Excerpted passage:
:::::
English councils need £2.7bn more in funding for children social care by 2024-25, the Local Government Association (LGA) has warned, ahead of the government’s spending review this week.
The LGA estimates that costs in children’s social care in England will need to increase from £10.9bn in 2021-22 to £11.4bn in 2022-23; £12.1bn in 2023-24; and £12.6bn in 2024-25 –a 16% cent rise over the three-year period.
It called on government to meet this by increasing funding for children’s social care by £600m for each year of the spending review period, 2022-25, as well as provide an extra £1bn to fund existing pressures on the service.
The LGA also urged the government to implement a cross-Whitehall strategy to support children, young people and their families.
The LGA said the number of looked-after children has risen from 64,470 children in care in 2009-10, or 57 in every 100,000, to 80,080 or 67 in every 100,000 in 2019-20.
It quoted figures from the National Audit Office that councils’ spending on preventive services fell from 41% of their children’s services budgets on average in 2010-11 to 25% in 2017-18.
:::::
Given information:
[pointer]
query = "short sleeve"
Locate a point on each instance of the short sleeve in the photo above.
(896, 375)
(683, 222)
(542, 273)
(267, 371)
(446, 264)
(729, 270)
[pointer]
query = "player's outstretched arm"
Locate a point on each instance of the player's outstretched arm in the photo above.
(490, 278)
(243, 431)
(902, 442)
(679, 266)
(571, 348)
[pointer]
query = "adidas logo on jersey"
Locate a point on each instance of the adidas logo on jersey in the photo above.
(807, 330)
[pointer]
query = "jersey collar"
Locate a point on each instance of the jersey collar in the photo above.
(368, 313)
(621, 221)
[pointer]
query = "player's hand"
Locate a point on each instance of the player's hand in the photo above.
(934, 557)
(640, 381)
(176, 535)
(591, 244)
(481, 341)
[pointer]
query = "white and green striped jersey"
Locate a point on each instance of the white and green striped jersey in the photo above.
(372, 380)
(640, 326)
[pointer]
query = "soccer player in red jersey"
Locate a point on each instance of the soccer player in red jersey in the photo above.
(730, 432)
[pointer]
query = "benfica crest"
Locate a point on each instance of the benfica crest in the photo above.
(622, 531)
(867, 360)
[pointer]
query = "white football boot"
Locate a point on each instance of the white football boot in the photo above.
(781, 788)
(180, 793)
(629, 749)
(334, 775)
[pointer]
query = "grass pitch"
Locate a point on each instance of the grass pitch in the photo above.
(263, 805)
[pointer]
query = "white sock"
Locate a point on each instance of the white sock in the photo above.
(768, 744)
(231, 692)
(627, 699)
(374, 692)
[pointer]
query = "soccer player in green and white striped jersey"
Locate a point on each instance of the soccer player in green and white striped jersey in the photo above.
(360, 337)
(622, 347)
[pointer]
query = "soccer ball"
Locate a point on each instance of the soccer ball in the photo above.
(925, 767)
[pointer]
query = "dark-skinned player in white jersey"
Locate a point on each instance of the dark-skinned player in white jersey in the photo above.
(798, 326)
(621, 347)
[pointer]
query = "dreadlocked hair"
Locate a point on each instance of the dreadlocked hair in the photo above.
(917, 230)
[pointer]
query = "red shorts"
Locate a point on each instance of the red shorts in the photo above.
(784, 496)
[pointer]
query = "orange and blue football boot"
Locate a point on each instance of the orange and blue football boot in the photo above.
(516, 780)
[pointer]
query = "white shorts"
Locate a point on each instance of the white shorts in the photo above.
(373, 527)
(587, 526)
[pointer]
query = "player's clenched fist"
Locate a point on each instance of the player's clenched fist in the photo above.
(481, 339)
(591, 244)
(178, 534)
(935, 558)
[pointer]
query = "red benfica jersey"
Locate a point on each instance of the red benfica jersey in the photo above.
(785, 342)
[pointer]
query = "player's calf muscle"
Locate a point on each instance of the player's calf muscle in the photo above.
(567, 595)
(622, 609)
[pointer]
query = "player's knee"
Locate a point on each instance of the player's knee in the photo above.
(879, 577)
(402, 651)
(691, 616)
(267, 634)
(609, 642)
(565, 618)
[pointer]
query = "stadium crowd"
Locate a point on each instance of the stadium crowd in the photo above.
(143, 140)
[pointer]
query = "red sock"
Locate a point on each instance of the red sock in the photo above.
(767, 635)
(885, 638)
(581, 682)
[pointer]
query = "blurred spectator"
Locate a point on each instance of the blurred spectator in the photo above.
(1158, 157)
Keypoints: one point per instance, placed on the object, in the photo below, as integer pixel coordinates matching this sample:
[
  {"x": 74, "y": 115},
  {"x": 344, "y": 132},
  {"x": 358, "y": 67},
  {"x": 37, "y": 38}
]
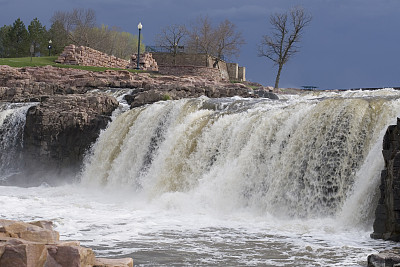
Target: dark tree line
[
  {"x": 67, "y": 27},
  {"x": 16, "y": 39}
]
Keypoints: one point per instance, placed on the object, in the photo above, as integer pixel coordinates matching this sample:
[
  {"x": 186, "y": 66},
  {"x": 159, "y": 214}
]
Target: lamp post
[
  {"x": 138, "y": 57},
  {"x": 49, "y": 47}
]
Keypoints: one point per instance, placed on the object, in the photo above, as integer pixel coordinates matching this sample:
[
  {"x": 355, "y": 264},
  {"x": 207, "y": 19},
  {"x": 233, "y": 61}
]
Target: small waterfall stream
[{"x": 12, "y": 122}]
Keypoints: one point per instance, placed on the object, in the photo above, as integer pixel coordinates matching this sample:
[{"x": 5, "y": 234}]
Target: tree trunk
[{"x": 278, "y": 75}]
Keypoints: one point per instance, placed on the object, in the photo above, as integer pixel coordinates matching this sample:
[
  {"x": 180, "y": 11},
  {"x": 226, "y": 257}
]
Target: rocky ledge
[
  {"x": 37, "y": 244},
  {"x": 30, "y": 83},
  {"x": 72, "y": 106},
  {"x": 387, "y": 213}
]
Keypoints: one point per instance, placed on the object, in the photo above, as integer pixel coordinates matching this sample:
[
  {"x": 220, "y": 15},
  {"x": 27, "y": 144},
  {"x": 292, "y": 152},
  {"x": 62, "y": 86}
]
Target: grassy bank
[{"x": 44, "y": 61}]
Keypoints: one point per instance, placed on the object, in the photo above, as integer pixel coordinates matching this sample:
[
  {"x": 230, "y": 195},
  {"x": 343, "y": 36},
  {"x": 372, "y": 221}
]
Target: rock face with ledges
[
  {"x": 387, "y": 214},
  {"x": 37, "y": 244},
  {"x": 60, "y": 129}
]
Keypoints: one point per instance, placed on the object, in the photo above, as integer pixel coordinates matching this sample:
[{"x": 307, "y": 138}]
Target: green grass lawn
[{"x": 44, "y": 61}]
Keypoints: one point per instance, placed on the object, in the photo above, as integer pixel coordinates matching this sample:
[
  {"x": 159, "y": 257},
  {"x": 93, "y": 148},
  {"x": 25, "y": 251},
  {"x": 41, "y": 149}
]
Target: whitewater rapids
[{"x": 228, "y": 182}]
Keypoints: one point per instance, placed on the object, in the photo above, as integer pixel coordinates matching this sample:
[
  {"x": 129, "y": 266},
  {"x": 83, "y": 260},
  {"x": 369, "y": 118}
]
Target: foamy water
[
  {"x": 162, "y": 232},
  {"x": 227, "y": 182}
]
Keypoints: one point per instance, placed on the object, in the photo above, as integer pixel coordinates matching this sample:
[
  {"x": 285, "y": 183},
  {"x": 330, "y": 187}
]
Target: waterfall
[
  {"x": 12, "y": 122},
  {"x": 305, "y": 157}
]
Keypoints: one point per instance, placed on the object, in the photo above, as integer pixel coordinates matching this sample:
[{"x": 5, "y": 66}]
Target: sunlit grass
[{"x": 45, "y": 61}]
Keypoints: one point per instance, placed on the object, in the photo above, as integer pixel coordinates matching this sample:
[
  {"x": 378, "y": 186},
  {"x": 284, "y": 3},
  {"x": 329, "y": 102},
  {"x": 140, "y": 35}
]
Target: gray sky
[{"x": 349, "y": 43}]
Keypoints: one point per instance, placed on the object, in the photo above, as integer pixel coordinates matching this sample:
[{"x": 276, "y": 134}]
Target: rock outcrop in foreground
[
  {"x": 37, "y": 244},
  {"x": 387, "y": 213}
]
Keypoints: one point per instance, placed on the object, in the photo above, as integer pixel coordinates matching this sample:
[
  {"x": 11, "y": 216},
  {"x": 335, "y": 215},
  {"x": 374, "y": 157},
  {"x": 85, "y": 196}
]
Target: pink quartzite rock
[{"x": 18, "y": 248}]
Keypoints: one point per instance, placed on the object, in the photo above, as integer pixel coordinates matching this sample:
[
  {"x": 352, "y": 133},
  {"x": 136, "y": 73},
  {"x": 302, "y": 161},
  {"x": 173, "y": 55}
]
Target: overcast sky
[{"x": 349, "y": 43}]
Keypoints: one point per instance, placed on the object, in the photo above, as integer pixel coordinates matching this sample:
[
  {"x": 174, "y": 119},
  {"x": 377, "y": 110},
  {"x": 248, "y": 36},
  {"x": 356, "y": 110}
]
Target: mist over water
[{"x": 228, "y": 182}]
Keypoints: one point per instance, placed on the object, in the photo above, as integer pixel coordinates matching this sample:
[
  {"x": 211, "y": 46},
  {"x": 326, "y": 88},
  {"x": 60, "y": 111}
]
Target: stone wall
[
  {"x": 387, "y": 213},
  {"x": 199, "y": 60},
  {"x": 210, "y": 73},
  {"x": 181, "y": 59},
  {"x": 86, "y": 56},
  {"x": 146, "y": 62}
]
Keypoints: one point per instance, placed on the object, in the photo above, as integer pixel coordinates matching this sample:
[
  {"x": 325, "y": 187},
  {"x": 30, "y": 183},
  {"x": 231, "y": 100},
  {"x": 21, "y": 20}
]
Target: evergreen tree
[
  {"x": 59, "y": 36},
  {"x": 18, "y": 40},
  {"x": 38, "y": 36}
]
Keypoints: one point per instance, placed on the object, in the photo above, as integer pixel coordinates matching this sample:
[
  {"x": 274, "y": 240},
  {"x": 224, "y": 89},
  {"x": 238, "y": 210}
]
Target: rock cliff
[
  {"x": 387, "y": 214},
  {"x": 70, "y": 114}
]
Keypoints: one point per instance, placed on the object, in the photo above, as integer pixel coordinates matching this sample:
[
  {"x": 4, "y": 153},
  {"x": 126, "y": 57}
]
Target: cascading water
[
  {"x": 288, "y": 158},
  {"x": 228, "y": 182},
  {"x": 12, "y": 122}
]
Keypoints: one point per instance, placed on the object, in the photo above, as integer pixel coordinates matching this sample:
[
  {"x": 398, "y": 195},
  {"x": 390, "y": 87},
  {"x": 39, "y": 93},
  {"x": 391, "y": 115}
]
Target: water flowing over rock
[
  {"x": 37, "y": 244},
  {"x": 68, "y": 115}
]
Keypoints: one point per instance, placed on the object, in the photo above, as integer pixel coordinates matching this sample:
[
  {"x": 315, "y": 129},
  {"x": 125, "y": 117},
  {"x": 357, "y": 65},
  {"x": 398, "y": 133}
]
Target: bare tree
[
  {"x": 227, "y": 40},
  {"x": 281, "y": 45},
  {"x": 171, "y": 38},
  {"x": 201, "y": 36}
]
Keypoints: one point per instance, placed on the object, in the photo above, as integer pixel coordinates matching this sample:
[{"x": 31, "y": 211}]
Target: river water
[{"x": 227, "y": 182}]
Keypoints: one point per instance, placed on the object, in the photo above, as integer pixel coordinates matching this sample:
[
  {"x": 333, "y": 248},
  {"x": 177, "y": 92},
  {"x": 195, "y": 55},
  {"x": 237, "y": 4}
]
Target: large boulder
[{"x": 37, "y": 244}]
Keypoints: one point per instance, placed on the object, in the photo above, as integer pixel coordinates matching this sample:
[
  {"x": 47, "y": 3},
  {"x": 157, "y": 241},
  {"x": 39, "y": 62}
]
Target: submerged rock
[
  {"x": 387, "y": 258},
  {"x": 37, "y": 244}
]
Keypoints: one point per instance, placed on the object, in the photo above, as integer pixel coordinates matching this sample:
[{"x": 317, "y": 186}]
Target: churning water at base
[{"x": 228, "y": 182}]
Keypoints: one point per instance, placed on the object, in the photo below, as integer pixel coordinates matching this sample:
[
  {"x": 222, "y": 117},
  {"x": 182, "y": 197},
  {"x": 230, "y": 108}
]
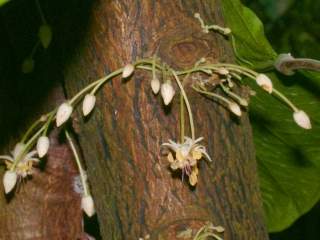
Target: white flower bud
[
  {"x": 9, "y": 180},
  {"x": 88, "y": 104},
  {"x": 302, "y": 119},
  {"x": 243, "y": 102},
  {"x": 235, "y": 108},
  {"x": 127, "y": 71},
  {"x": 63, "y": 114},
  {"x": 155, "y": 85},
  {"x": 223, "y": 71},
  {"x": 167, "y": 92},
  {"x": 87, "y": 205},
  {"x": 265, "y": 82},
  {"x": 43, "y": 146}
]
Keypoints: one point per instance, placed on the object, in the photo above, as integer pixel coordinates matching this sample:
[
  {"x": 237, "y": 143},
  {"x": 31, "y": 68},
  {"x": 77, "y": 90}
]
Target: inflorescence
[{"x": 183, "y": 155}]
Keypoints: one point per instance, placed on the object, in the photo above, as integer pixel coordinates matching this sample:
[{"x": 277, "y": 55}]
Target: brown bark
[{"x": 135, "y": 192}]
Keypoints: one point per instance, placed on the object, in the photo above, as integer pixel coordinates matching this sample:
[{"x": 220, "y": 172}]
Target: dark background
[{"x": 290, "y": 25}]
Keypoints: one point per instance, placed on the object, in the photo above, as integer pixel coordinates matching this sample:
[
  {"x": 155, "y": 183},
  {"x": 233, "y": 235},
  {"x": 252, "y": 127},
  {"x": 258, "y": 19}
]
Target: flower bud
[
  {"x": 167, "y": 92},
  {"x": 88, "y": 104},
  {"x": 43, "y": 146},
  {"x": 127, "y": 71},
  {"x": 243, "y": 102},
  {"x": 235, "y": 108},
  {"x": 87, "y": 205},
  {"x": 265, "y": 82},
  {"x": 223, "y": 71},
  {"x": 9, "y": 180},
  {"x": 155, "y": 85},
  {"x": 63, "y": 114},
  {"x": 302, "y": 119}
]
:::::
What needs to be done: According to the article on children's social care funding, how many looked-after children were in care in England in 2019-20?

Output for this exercise: There were 80,080 looked-after children in care in 2019-20, or 67 in every 100,000.